Records for this exercise:
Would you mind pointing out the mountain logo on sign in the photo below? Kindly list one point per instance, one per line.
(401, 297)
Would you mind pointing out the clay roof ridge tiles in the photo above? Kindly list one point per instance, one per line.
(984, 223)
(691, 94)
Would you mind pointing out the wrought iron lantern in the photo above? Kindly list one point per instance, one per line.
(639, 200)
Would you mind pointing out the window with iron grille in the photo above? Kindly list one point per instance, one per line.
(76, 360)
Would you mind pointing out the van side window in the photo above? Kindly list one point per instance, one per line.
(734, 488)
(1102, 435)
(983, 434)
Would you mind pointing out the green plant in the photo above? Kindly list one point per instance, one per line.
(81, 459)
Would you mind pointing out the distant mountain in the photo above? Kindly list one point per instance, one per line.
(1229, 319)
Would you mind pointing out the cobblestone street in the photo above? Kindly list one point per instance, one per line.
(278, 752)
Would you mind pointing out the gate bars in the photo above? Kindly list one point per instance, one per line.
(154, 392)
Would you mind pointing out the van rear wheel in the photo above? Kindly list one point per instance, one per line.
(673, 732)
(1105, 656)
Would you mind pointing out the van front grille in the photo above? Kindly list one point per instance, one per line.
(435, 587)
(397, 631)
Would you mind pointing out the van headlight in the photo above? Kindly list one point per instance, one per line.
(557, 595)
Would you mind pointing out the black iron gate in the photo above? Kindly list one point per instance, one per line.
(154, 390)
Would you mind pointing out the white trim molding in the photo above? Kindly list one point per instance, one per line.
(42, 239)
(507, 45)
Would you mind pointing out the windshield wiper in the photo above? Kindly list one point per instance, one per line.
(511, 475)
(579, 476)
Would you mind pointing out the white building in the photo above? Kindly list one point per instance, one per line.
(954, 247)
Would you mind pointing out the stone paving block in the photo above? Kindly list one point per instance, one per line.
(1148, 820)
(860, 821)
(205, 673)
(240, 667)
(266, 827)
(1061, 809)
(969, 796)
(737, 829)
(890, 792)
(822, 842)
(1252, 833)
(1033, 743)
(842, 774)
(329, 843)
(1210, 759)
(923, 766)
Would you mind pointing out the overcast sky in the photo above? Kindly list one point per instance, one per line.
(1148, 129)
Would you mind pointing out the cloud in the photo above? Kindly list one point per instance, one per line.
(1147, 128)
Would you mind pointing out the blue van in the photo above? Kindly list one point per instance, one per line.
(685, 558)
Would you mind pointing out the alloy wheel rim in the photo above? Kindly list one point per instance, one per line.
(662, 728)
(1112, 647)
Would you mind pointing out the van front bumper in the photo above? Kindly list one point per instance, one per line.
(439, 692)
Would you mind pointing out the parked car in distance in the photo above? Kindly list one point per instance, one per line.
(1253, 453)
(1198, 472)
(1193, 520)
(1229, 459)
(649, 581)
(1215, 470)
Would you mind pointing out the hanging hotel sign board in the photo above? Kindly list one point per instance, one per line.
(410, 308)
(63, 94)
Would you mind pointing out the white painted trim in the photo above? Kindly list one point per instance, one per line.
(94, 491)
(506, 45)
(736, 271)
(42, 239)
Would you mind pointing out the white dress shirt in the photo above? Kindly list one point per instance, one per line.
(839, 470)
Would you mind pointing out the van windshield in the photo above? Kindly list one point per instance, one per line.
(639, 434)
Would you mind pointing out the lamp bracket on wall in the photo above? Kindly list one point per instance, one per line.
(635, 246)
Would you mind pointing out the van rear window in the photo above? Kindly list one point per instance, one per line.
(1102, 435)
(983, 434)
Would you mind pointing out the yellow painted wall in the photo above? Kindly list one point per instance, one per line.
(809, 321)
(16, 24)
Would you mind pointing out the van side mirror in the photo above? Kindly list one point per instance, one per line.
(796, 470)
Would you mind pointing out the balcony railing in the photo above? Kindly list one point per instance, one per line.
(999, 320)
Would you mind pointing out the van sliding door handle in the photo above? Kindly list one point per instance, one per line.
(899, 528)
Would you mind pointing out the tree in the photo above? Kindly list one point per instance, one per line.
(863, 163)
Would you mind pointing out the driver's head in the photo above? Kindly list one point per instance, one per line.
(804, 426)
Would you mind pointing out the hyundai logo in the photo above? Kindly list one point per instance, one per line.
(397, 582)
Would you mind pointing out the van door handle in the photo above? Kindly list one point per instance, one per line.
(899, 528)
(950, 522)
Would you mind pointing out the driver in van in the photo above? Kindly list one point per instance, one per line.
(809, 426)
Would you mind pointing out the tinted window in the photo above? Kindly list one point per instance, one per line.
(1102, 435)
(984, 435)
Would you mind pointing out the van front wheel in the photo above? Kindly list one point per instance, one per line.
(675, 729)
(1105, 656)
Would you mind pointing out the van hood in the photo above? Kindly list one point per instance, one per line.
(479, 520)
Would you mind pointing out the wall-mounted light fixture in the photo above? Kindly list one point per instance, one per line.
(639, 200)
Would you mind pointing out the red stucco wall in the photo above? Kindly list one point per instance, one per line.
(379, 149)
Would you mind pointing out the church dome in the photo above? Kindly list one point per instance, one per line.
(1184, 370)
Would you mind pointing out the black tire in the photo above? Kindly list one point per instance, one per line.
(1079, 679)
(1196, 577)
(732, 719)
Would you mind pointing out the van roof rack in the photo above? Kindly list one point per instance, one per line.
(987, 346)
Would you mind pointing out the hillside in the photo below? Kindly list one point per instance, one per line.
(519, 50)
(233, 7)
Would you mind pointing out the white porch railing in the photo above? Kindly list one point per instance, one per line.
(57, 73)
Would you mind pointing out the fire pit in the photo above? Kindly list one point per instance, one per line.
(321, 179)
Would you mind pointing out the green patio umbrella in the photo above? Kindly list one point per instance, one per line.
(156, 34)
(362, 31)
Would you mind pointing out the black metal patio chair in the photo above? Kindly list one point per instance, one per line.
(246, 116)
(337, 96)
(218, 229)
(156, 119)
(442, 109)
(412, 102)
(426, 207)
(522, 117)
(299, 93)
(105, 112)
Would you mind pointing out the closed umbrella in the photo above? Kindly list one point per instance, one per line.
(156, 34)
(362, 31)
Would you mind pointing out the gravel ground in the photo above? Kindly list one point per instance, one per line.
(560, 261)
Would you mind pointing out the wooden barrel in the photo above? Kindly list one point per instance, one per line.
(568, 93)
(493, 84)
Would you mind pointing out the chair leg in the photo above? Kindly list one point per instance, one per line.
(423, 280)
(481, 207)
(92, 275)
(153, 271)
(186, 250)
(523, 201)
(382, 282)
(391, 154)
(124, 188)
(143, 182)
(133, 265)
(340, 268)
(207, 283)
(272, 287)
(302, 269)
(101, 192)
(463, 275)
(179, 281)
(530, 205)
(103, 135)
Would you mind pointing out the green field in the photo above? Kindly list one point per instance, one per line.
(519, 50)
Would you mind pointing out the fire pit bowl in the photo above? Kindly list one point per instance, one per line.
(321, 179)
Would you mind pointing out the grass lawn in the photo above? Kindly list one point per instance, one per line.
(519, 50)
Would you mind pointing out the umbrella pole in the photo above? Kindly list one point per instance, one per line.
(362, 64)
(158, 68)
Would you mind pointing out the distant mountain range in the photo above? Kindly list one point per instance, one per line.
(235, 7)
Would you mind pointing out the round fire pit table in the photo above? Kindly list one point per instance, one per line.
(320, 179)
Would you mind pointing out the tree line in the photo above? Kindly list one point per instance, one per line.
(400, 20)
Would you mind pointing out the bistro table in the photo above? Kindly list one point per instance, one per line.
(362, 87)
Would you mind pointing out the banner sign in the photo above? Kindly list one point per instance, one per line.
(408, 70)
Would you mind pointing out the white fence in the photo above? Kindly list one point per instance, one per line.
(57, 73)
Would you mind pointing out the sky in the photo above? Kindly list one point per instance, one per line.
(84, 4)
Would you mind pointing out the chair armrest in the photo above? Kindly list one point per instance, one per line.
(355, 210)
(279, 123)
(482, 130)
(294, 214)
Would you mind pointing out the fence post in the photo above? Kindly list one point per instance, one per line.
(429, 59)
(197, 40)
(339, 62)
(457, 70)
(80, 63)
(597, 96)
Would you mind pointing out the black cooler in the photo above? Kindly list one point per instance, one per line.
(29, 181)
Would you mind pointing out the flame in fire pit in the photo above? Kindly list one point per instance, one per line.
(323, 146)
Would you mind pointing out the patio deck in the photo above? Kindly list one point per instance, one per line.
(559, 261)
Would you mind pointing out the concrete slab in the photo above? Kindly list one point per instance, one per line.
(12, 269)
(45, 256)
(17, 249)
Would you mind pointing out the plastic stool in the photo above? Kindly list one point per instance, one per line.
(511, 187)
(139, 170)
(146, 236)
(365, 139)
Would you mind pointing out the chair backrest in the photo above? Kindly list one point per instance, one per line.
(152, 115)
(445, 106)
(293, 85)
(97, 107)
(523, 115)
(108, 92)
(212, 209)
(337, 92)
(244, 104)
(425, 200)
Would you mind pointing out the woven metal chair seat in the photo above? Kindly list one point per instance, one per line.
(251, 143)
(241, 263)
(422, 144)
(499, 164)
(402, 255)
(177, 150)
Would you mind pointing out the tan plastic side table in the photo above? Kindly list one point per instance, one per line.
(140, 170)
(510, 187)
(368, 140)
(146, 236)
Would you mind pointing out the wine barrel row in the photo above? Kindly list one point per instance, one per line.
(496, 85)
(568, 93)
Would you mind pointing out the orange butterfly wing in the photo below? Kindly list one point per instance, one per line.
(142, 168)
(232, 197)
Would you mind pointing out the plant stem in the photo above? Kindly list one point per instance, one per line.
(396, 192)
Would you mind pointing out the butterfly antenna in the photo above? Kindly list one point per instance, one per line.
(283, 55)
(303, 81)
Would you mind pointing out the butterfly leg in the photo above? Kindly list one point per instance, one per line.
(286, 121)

Work to complete: Output the lines from the line containing "Would you mind pointing out the black cooler" to the end, both included; add nothing.

Solution:
Would you mind pointing out the black cooler in the photo above? Kindly list one point per instance, one per line.
(29, 181)
Would you mind pointing out the flame in fire pit in the photo above? Kindly list one point per instance, one per line.
(323, 146)
Would you mind pointing out the patio deck in the photo above? Kindly list one point per instance, one per line.
(559, 261)
Would you mind pointing out the concrete slab in the photo above? Kindly list one point per instance, one per line.
(12, 269)
(45, 256)
(17, 249)
Would you mind pointing out the plastic stool in the photo above? Kindly list one point per instance, one per line.
(511, 187)
(139, 170)
(146, 236)
(365, 139)
Would you mind pointing out the chair backrest in the photo above? Kindly list one point per instance, one per line.
(152, 115)
(445, 106)
(293, 85)
(97, 107)
(523, 115)
(108, 92)
(212, 209)
(337, 92)
(244, 104)
(425, 200)
Would you mind pointing out the woven metal chair seat in the photo above? Kindly list one point per instance, one per line.
(251, 143)
(241, 263)
(422, 144)
(499, 164)
(402, 255)
(177, 150)
Would you mind pointing out the tan plastic side table in the photo above? Kindly list one point per instance, one per line.
(140, 170)
(510, 187)
(368, 140)
(146, 236)
Would you mind pointing out the wine barrel row in the photo above? Kindly list one point per instance, one per line.
(496, 85)
(568, 93)
Would you mind pointing out the orange butterfly wing in the photo below? Kindly list one point per instance, one per line.
(142, 168)
(232, 197)
Would you mind pointing out the plant stem in the photo above? Kindly list one point per instance, one per line.
(396, 192)
Would you mind pointing out the butterfly antenna in the photo above? Kindly list one point per instance, one per line.
(283, 55)
(303, 81)
Would you mind pointing out the butterfly leg in the photo above? Kindly list one point per instance, one per line.
(286, 121)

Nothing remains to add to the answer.